List of tasks:
[1] In the passage, on what planet is the abandoned training facility in Blake Stone: Planet Strike located?
[2] Edit the passage between "The Terminator: Rampage" and "complex by Skynet.", inclusive, so that "solitary soldier" is replaced with "lone soldier".
[3] Do these statements agree with the passage? (a) In Zero Tolerance, the gamer is part of a five-person squad. (b) Corridor 7: Alien Invasion runs on an engine different from Wolfenstein 3D's. (c) In Blake Stone: Aliens of Gold, Blake Stone is an American secret agent.

Passage:
——————————
Rise of the Triad: Dark War – This video game comes with a wide variety of explosive weapons and is filled with incredible power-ups.

Also filled with an absurd amount of gibs, this arcade style game is one of the spiritual sequels to Wolfenstein 3D that stands ‘over the top’ with a plethora of new and exciting features included.

Zero Tolerance – This is a typical First Person Shooter game where the gamer plays as a part of a five-person attack squad. They are engaged in a fight with the extraterrestrial beings on a space station that is invaded by them.

Blake Stone: Planet Strike – This video game is the sequel to Blake Stone: Aliens of Gold in which the futuristic secret agent, Blake Stone, breaks into an abandoned training facility located on planet Selon.

The intention is to stop the elusive mad scientist, Dr. Goldfire, from creating an army of dangerous mutants to triumph over humanity.

Blake Stone: Aliens of Gold – Set in the 22nd century, this game has it all. There are soldiers, aliens, robots, and mutants.

There is also a rogue scientist who wants to enslave humanity by using them. A British secret agent, Blake Stone, needs to break through the well-guarded facility and incapacitate his campaign.

Corridor 7: Alien Invasion – This is also a First Person Shooter game that uses the Wolfenstein 3D engine as well. The location of the game is a top-secret American underground facility which is infested by the aliens.

Operation Body Count – The player in this game becomes a member of the UN Elite Force. They have to infiltrate a government building under seize by the terrorists. The main objective is to take out the various threats inside.

The Terminator: Rampage – The gamer plays this game as a solitary soldier who is sent to the past in order to prevent the takeover of an extensive military complex by Skynet.
——————————
Excerpted records:
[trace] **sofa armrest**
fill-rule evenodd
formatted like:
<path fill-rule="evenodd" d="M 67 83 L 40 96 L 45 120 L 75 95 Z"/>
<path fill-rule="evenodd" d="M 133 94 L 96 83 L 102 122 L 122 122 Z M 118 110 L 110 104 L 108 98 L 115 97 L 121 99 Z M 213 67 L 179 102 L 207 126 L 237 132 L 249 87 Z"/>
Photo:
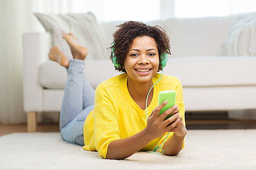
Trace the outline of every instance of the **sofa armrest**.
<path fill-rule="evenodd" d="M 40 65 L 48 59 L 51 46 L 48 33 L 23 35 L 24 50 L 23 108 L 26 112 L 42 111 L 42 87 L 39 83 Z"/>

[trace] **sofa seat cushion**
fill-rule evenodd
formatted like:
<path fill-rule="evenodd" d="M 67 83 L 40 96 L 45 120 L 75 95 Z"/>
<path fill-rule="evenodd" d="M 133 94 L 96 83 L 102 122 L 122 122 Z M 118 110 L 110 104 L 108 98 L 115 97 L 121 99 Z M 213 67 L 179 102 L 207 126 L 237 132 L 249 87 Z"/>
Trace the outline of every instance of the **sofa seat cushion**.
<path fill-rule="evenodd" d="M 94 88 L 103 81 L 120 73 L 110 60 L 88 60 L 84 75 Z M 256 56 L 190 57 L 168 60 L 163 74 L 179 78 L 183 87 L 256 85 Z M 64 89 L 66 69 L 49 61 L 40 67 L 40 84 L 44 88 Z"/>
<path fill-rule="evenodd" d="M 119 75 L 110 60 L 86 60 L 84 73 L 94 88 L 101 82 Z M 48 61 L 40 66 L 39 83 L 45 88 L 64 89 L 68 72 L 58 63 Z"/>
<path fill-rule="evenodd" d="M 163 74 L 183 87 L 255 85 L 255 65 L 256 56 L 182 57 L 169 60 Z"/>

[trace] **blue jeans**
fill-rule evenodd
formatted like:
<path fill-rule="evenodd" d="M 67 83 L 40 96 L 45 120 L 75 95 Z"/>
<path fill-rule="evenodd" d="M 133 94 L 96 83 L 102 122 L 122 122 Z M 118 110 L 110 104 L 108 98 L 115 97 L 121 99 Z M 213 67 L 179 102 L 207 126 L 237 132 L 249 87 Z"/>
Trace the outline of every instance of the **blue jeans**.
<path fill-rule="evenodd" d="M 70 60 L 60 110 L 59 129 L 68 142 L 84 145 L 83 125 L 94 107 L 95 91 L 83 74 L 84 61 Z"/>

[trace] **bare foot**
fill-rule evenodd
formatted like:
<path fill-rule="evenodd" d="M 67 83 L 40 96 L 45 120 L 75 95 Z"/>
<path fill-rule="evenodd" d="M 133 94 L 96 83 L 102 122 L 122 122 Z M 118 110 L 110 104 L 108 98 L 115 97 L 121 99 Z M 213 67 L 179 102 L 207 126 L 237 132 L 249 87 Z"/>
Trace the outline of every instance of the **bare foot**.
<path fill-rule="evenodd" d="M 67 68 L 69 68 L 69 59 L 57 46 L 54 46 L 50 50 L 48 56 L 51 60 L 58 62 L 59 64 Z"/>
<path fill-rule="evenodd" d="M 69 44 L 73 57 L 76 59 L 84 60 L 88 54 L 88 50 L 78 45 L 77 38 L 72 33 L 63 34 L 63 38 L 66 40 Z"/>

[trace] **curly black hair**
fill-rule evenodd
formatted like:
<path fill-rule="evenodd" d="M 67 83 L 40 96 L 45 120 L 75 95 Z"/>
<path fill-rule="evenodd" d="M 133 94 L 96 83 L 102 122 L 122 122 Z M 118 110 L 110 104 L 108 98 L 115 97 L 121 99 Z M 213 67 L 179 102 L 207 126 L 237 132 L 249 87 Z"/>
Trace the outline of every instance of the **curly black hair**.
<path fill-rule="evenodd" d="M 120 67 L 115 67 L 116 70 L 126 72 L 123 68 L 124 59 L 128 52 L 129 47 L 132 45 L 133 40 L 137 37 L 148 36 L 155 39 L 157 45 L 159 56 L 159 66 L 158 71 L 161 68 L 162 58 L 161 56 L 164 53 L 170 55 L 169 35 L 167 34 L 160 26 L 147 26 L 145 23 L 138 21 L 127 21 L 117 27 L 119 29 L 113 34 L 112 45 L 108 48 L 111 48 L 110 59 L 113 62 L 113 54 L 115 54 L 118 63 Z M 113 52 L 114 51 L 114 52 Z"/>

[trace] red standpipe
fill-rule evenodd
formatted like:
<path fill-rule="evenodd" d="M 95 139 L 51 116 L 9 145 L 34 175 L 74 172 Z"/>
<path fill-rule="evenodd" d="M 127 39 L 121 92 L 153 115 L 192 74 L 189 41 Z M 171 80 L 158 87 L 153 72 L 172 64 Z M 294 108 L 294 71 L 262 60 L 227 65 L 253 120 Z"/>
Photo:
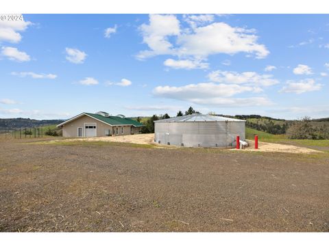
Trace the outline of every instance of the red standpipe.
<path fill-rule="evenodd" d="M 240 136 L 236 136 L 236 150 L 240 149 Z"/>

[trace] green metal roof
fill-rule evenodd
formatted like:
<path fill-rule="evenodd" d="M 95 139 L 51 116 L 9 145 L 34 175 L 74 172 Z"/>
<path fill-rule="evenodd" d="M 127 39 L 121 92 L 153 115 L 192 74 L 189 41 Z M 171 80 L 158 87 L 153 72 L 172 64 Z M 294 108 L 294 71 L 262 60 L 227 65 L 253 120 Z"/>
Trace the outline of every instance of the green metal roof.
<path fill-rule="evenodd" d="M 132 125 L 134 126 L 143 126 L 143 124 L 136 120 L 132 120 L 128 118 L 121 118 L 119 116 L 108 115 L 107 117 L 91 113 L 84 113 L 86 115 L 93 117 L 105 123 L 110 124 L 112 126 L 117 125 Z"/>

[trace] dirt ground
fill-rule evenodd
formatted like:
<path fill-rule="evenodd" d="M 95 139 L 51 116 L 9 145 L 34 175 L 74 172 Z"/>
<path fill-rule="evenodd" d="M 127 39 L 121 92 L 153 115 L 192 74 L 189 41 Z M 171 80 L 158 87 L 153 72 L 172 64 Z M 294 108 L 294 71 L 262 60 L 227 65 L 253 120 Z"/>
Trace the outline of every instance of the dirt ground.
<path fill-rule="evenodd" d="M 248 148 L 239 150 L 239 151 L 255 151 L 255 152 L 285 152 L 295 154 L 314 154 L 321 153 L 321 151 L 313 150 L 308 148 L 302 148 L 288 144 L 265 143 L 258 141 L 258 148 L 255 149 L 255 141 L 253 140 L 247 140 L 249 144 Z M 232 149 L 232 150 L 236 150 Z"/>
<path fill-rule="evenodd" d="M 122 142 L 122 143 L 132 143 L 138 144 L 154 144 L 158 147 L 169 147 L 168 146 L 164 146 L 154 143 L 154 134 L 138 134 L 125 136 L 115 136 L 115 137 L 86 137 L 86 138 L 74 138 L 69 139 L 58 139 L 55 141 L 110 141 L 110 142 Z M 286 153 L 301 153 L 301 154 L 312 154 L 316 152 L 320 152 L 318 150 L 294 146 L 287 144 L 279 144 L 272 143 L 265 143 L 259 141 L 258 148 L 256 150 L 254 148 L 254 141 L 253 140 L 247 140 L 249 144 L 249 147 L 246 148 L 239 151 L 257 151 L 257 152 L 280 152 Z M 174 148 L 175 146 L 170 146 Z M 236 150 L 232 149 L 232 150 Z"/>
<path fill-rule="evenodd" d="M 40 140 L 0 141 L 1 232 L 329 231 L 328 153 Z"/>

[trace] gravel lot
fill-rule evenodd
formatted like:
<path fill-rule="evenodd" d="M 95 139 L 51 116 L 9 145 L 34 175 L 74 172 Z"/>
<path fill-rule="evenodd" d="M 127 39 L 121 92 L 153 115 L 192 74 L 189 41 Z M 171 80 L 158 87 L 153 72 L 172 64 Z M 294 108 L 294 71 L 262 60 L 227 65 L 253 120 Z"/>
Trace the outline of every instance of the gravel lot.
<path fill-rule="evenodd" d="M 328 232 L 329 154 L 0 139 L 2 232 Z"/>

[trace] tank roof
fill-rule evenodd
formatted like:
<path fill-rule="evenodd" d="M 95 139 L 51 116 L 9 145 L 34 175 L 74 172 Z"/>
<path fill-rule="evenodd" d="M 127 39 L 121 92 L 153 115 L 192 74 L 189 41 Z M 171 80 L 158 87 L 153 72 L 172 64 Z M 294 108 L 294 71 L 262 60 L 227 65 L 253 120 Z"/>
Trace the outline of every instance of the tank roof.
——————————
Expected results:
[1] Selon.

[2]
The Terminator: Rampage – The gamer plays this game as a lone soldier who is sent to the past in order to prevent the takeover of an extensive military complex by Skynet.

[3]
(a) Yes: "the gamer plays as a part of a five-person attack squad"
(b) No: "uses the Wolfenstein 3D engine as well"
(c) No: "A British secret agent, Blake Stone"